═══ DATA EXTRACT ═══

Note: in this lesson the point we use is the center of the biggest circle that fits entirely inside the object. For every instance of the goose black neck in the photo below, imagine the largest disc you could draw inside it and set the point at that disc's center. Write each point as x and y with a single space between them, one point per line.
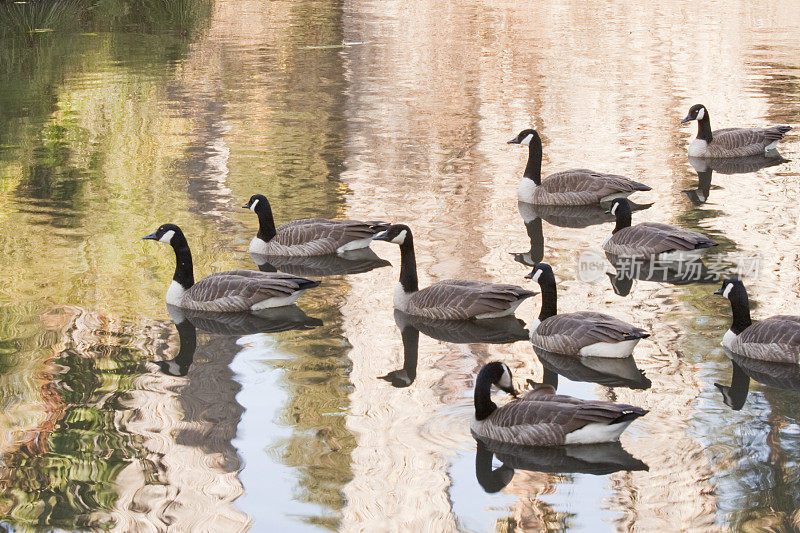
547 282
536 236
623 218
484 406
266 223
410 338
533 170
184 273
704 128
408 265
740 307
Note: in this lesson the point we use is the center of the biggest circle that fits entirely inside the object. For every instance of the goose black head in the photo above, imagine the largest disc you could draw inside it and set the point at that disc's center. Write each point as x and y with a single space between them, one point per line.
257 201
525 137
396 233
499 375
168 234
696 112
732 289
540 270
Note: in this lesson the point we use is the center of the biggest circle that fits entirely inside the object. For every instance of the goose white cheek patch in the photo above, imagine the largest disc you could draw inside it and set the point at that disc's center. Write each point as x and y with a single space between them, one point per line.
727 290
401 237
505 379
167 237
701 114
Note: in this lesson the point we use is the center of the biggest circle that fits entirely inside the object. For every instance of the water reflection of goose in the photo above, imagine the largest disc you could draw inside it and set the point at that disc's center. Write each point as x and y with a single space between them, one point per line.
502 330
609 372
690 270
569 187
583 333
274 320
542 417
738 165
179 365
730 142
775 339
564 216
596 459
451 299
231 291
308 236
785 376
352 262
650 239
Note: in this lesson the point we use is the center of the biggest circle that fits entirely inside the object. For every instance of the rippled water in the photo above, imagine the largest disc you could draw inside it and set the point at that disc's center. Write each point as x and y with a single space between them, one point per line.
368 109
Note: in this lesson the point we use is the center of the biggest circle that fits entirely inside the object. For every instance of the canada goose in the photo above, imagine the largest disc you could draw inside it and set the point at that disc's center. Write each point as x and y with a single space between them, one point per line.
776 338
273 320
542 417
585 333
595 459
569 187
309 236
352 262
730 142
738 165
450 299
609 372
650 239
234 290
784 376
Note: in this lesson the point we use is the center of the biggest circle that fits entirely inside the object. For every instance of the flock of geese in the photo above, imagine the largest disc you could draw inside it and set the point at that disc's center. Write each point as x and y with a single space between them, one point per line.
471 310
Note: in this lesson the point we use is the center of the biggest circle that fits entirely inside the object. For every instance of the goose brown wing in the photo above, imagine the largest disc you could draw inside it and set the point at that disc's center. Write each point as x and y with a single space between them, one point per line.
568 333
547 420
651 238
239 290
589 185
320 236
463 299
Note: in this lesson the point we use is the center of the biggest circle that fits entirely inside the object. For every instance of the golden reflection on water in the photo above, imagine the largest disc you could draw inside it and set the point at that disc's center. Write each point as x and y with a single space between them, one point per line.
406 121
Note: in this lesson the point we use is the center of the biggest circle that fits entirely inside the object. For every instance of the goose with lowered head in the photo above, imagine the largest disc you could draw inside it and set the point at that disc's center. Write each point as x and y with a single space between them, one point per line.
585 333
569 187
730 142
450 299
775 339
542 417
309 236
234 290
650 239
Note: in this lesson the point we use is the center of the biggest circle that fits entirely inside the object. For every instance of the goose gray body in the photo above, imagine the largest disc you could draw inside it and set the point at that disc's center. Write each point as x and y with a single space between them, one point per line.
544 418
225 292
570 187
649 239
585 333
309 236
451 299
730 142
458 299
775 339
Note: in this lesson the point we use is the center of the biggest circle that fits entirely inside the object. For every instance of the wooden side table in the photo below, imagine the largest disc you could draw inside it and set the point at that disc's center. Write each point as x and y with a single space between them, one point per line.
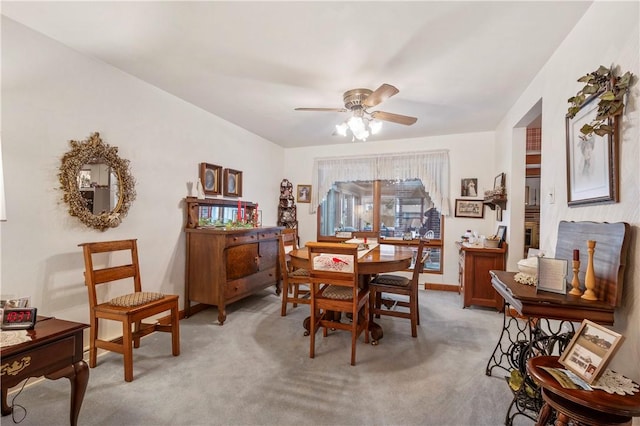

═══

## WHAT YOU WILL DO
Recast the listing as a Markdown table with the columns Row and Line, starting with the line that contains "of the flock" and going on through the end of the listing. Number the rows in order, skip blank lines, and leave out the pictures.

## TASK RESPONSE
| Row | Line |
|---|---|
| 1 | Note: in this lesson the point we use is the center of the biggest circle that fits entirely inside the object. For every instance of the flock of geese in the photo above, imagine the largest disc you could draw inside it and set the point at that disc's center. Write each point as x and y with a single space between them, one point per line. |
| 2 | 471 310 |
| 3 | Note: in this lesson the point we use is the center of the biggest circle that fits entirely inside the object. For every instance of the goose brown wing in the photo above, imagine the largest disc you could draw inside it and set the point at that disc's center. Write each point as x and y with a single space between them, one point per line. |
| 4 | 568 333 |
| 5 | 547 420 |
| 6 | 651 238 |
| 7 | 239 290 |
| 8 | 589 185 |
| 9 | 320 236 |
| 10 | 463 299 |
| 11 | Note: in this lesson the point we use is the center of the biggest circle that fits entirely inside the object. For every instance of the golden reflection on water in the photo above, imagine the largest disc you could draw inside it and set the point at that disc's center. Write each point as x and y with a single space between them, one point per line. |
| 12 | 406 121 |
| 13 | Note: in this lesson the point we use is the center of the biggest circle that fits entirely inside the object. For every instance of the goose with lowered head in the photo above, imagine the largest disc you could draw inside it and set the point at that disc's center. Write each point as x and y with a single space between them, one point per line. |
| 14 | 585 333 |
| 15 | 569 187 |
| 16 | 730 142 |
| 17 | 450 299 |
| 18 | 775 339 |
| 19 | 542 417 |
| 20 | 309 236 |
| 21 | 234 290 |
| 22 | 650 239 |
| 23 | Note: in this lesson the point we use is the center of the biggest circle that fits entirely inside the object. For every instance of the goose gray body in the photo above, imagine the largest disc you could draw inside it and set the point at that disc's center. Write each point as x and y with a single space between them, one point per line. |
| 24 | 544 418 |
| 25 | 225 292 |
| 26 | 570 187 |
| 27 | 649 239 |
| 28 | 585 333 |
| 29 | 309 236 |
| 30 | 451 299 |
| 31 | 730 142 |
| 32 | 458 299 |
| 33 | 775 339 |
| 34 | Note: in this lesson the point we use is the center of the biggest circle that fits entirely inside the object. For every instance of the wooden side table in the photo below, imagine the largest disc you could draw inside it and set the point at that disc's center. Write each point as x and y with a single space between them, one point per line. |